**TRECHO DO DOCUMENTO:**

-*-

Os ingleses, por sua vez, estamparam na braçadeira de seu capitão Harry Kane a mensagem "No Discrimination" ("Sem discriminação") — ele era um dos capitães que usaria o objeto com o arco-íris da campanha One Love, mas a Fifa ameaçou punir os jogadores que aderissem ao movimento com um cartão amarelo.

Antes do apito inicial do brasileiro Raphael Claus, os jogadores ingleses se ajoelharam como protesto em favor do coletivo LGBTQIA+; em jogos da Premier League, o campeonato nacional inglês, os jogadores já têm esse hábito, mas com foco no movimento antirracista. Parte da torcida qatari no estádio vaiou a iniciativa.

A braçadeira também se transformou em objeto de protesto na vitória da Holanda sobre o Senegal, por 2 a 0. O zagueiro Virgil Van Dijk, que até horas antes da partida afirmava que apoiaria a campanha One Love com o arco-íris, foi convencido do contrário, mas usou uma peça semelhante à de Harry Kane. A frase, "No Discrimination", era a mesma, porém em cor diferente. No terceiro jogo do dia, o galês Gareth Bale seguiu a tendência.

Vetada entre os capitães, a faixa apareceu no braço da ex-jogadora da seleção feminina da Inglaterra Alex Scott, comentarista da BBC, antes do duelo entre ingleses e iranianos.

O narrador Luis Roberto, da TV Globo, não se conteve diante da situação. No intervalo da transmissão de Holanda e Senegal, ele comentou o assunto. "Os capitães de algumas seleções europeias usariam uma braçadeira com um arco-íris. Mas a Fifa ameaçou as seleções com uma punição esportiva. Há necessidade, dona Fifa? Fala sério!"

Jornalista barrado por camiseta

Nos bastidores do duelo entre Estados Unidos e País de Gales, que fechou a programação do dia, mais um incidente envolvendo manifestações em favor do coletivo LGBTQIA+. O jornalista norte-americano Grant Wahl foi barrado por seguranças na entrada do Estádio Ahmad bin Ali. O motivo: usar uma camisa com uma bola e um arco-íris.

-*-

**MATERIAL COLETADO:**
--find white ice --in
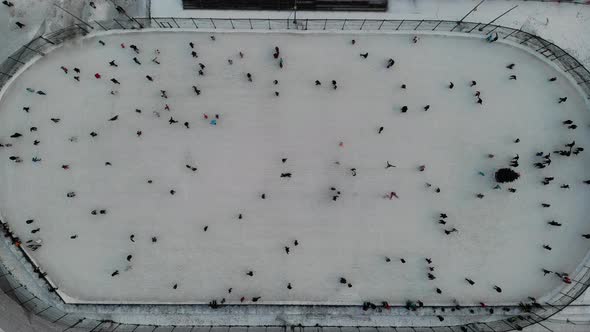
[0,32,590,304]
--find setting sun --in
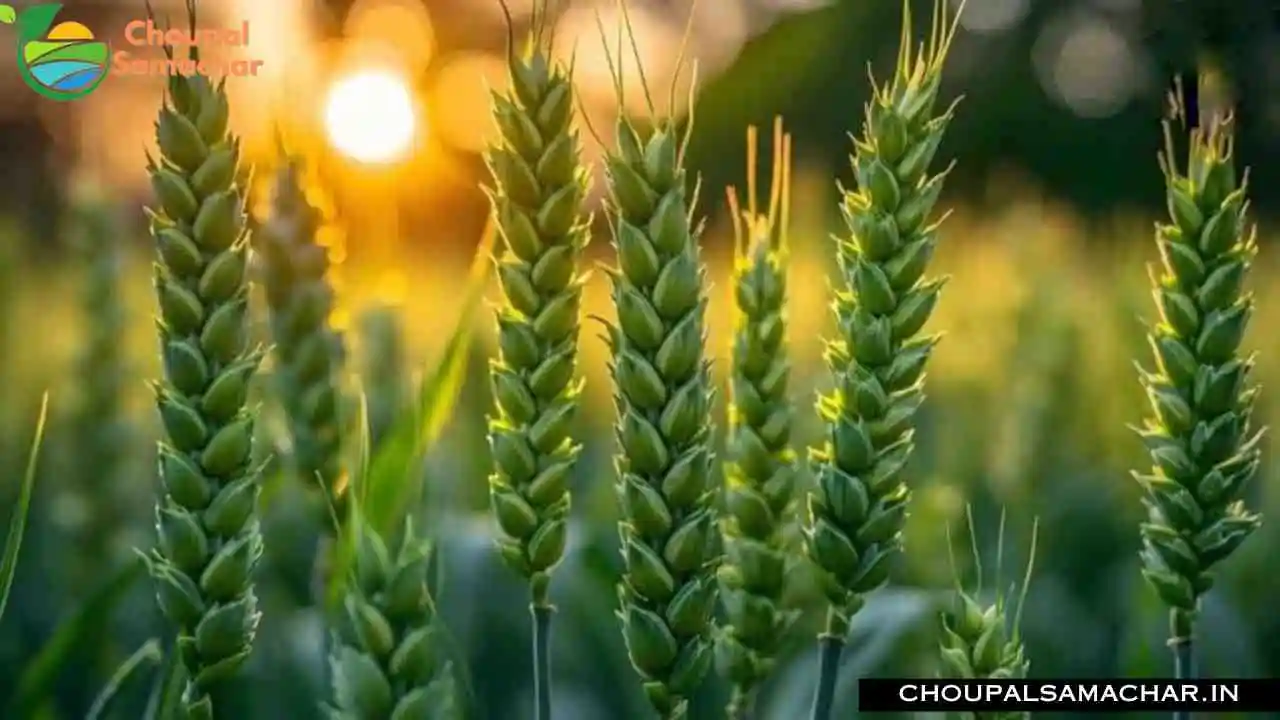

-*-

**INSTRUÇÕES DO EXERCÍCIO:**
Retome o texto sobre os protestos em favor do coletivo LGBTQIA+ e continue-o a partir da última frase.

**RESPOSTA ESCRITA:**
Em um relato sobre o caso, Wahl explicou que ficou detido por 25 minutos, teve seu telefone retirado, e ouviu dos guardas que poderia entrar caso trocasse sua camisa, que tinha uma "mensagem política". Um representante da Fifa foi chamado, liberou a entrada do jornalista e pediu desculpas, segundo o próprio Wahl. De acordo com a entidade, o uso da imagem do arco-íris está liberada por parte dos torcedores.

Os diferentes protestos desta segunda-feira mostram que, ao tentar evitar a mistura entre política e futebol, a Fifa já começou o jogo perdendo. Desde 2010, quando o Qatar ganhou, de forma controversa e com suspeita de fraude, o direito de sediar a Copa do Mundo, mudou de forma significativa a forma como o respeito às minorias é tratado no futebol, especialmente na Europa. Não que a homossexualidade tenha passado a ser naturalizada no futebol, longe disso, mas políticas assertivas passaram a fazer parte da agenda da opinião pública e, por consequência, de patrocinadores, clubes, ligas e jogadores.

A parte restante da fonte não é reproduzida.